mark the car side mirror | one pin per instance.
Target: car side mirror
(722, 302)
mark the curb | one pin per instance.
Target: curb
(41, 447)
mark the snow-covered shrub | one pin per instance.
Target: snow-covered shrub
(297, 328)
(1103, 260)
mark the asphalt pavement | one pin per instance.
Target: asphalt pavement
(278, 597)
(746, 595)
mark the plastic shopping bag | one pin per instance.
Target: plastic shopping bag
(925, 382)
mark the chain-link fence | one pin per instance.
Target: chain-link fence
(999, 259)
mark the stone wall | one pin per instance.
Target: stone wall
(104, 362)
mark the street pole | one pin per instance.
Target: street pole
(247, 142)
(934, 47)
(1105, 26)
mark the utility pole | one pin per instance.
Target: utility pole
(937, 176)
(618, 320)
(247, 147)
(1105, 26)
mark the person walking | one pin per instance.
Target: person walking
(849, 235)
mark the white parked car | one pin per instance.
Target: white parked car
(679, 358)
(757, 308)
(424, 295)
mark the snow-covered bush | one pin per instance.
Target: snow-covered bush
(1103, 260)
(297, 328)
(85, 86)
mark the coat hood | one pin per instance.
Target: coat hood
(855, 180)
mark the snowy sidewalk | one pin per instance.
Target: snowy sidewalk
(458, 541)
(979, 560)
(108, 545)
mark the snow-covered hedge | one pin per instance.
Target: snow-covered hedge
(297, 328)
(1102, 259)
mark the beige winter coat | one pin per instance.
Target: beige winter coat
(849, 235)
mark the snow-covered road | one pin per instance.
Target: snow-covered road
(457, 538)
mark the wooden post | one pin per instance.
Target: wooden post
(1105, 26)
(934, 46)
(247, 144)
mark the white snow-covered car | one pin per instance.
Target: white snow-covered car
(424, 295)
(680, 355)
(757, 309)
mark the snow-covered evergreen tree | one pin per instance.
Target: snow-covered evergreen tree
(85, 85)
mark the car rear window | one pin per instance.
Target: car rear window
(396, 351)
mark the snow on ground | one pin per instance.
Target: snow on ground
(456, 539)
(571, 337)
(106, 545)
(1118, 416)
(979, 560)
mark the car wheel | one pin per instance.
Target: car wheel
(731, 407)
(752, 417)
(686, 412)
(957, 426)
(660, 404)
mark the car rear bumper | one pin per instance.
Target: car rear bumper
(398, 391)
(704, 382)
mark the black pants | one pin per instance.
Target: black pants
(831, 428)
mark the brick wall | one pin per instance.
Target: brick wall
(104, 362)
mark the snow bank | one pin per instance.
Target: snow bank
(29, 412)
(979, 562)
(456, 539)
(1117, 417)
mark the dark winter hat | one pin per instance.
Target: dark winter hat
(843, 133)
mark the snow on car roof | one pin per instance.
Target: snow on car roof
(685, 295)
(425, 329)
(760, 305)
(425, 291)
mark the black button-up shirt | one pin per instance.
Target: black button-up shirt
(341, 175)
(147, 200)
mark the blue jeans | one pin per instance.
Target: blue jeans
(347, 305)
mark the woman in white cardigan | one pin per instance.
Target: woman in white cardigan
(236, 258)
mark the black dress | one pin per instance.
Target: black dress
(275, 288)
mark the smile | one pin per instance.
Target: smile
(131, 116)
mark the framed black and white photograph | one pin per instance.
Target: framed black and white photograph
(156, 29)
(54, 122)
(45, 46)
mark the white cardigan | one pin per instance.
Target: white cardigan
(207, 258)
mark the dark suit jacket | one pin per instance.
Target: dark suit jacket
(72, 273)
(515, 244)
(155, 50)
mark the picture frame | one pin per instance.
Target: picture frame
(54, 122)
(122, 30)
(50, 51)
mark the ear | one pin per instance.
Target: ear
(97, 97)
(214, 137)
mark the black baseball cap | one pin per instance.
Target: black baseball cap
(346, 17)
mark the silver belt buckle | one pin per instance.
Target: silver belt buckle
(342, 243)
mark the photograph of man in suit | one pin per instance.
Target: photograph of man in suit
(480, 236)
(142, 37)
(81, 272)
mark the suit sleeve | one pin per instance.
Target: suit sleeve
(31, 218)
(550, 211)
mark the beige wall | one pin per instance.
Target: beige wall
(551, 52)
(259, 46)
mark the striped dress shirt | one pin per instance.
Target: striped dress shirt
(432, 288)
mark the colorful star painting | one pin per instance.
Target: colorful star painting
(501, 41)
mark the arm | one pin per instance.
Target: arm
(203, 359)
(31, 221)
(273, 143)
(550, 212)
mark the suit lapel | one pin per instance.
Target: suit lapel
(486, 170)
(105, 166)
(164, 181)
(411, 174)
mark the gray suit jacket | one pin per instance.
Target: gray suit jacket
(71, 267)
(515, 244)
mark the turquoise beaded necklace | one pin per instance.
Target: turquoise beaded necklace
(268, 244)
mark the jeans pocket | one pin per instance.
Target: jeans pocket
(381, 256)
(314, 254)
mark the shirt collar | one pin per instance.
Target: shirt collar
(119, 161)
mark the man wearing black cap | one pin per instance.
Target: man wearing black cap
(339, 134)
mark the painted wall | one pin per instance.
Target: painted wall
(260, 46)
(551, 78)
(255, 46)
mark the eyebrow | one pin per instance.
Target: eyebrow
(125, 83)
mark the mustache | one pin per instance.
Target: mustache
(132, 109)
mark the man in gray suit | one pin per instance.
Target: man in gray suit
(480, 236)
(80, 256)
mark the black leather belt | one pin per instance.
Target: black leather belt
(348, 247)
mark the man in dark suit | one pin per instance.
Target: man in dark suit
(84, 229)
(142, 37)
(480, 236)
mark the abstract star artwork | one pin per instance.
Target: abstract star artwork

···

▶ **Required work**
Each record, from first to last, should be returned verbatim.

▶ **Output of the exercise**
mark the car side mirror | one pin per instance.
Target: car side mirror
(722, 302)
mark the curb | one pin per instance.
Target: curb
(41, 447)
mark the snow-covered shrub | one pin per instance.
Target: snow-covered shrub
(297, 328)
(1103, 260)
mark the asphalt pavement | one pin per instance.
Target: asphalt pavement
(278, 597)
(746, 595)
mark the plastic shopping bag | one pin per instance.
Target: plastic shopping bag
(925, 382)
mark the chain-link fence | one pin per instance.
Target: chain-link fence
(999, 259)
mark the stone wall | one pin per instance.
Target: stone wall
(104, 362)
mark the street pole | one pin per instance.
Target: street pole
(247, 142)
(934, 47)
(1105, 26)
mark the utility pole | one pin per instance.
Target: utility pole
(937, 176)
(618, 320)
(247, 147)
(1105, 26)
mark the person walking | one pin per instance.
Target: person walking
(849, 235)
mark the white parked car | one pin per instance.
Target: white parked car
(679, 358)
(757, 308)
(424, 295)
mark the snow-covered bush | one pin per instance.
Target: snow-covered bush
(1103, 260)
(297, 328)
(85, 86)
mark the coat hood | one pin per instance.
Target: coat hood
(855, 180)
mark the snowy sidewalk | one pin per instance.
Target: snowy sidewalk
(458, 541)
(979, 560)
(108, 545)
mark the snow-covered hedge | one pin per instance.
Target: snow-covered hedge
(297, 328)
(1102, 259)
mark the beige winter coat | one pin per instance.
Target: beige winter coat
(849, 235)
mark the snow-covered road | one pin per instance.
Target: snow-covered road
(457, 538)
mark the wooden post | one pin per instance.
Target: wooden post
(1105, 26)
(934, 46)
(247, 144)
mark the white snow-covered car | one pin per instance.
Target: white snow-covered car
(424, 295)
(680, 355)
(757, 309)
mark the snow-covered evergreen tree | one pin per instance.
Target: snow-covered evergreen tree
(85, 85)
mark the car rear window | one pin per instance.
Target: car rear window
(396, 351)
mark the snow on ground | one pin per instance.
Target: snow on ground
(456, 539)
(571, 337)
(106, 545)
(1118, 416)
(979, 560)
mark the car wheel | one pin per instance.
Target: car wheel
(731, 407)
(752, 417)
(686, 412)
(957, 426)
(660, 404)
mark the car rear bumper | one pin per instance.
Target: car rear bumper
(398, 391)
(704, 382)
mark the black pants | one pin per instance.
Target: black pants
(831, 428)
mark the brick wall | one pin per instance.
Target: brick wall
(104, 362)
mark the snow bank | one pin per instance.
Target: snow bank
(29, 412)
(979, 562)
(456, 539)
(1117, 417)
mark the dark winter hat | one pin per instance.
Target: dark winter hat
(843, 133)
mark the snow on car roof | one pin per instance.
Target: snow on car roof
(685, 295)
(425, 329)
(760, 305)
(425, 291)
mark the black button-up shirt | one pin per instance.
Target: black button-up shirt
(341, 175)
(147, 200)
mark the blue jeans | one pin per instance.
Target: blue jeans
(347, 305)
mark the woman in white cardigan | one pin per instance.
Target: woman in white cardigan
(236, 258)
mark the black dress | one pin per instance.
Target: black dress
(275, 288)
mark the smile | one pin per instance.
Target: smile
(131, 116)
mark the framed black and white photograph | one pin per instance.
Target: framed black and white photograph
(156, 29)
(54, 122)
(45, 46)
mark the white cardigan | one pin per instance.
Target: white cardigan
(207, 258)
mark the dark suit jacket | one pin per instance.
Target: dark suit jacket
(72, 273)
(515, 244)
(155, 50)
mark the picture frame | one pin per instance.
Target: picture frame
(54, 122)
(122, 30)
(50, 51)
mark the ear | one pin per instance.
Target: ear
(97, 97)
(214, 137)
mark the black baseball cap | one pin per instance.
Target: black baseball cap
(346, 17)
mark the silver belt buckle | one pin per instance.
Target: silver belt buckle
(342, 243)
mark the photograph of man in suit | one pin per instance.
Target: photograph of man in suit
(480, 236)
(142, 37)
(81, 272)
mark the suit sleeve | one pin per instance.
Target: suit sleeve
(31, 218)
(550, 211)
mark the beige wall | one pin per instance.
Target: beige wall
(551, 52)
(259, 46)
mark the striped dress shirt | one pin per instance.
Target: striped dress shirt
(432, 288)
mark the colorful star painting | one pin per instance.
Target: colorful star painting
(501, 41)
mark the arm | one pin per instance.
Target: arm
(203, 359)
(31, 221)
(273, 143)
(550, 212)
mark the suit lapel | one pin per instance.
Target: suit lapel
(486, 170)
(105, 166)
(164, 181)
(411, 174)
mark the gray suit jacket | one pin per instance.
Target: gray suit jacket
(71, 267)
(515, 244)
mark the turquoise beaded necklace | one pin per instance.
Target: turquoise beaded necklace
(268, 244)
mark the jeans pocket | one pin per instance.
Target: jeans pocket
(381, 256)
(314, 254)
mark the shirt collar | one pin per instance.
Target: shirt collar
(119, 161)
mark the man wearing black cap | one pin per instance.
Target: man wearing black cap
(339, 134)
mark the painted wall | one pin per instance.
Target: painted wall
(260, 46)
(551, 78)
(255, 46)
mark the eyebrow | one pin per instance.
Target: eyebrow
(125, 83)
mark the mustache | one pin per instance.
Target: mustache
(132, 109)
mark the man in gray suit | one pin per instance.
Target: man in gray suit
(480, 236)
(80, 256)
mark the black leather belt | one pin per instance.
Target: black leather belt
(348, 247)
mark the man in dark suit | one pin per instance.
Target: man in dark suit
(84, 229)
(142, 37)
(480, 236)
mark the abstract star artwork | one pin per instance.
Target: abstract star artwork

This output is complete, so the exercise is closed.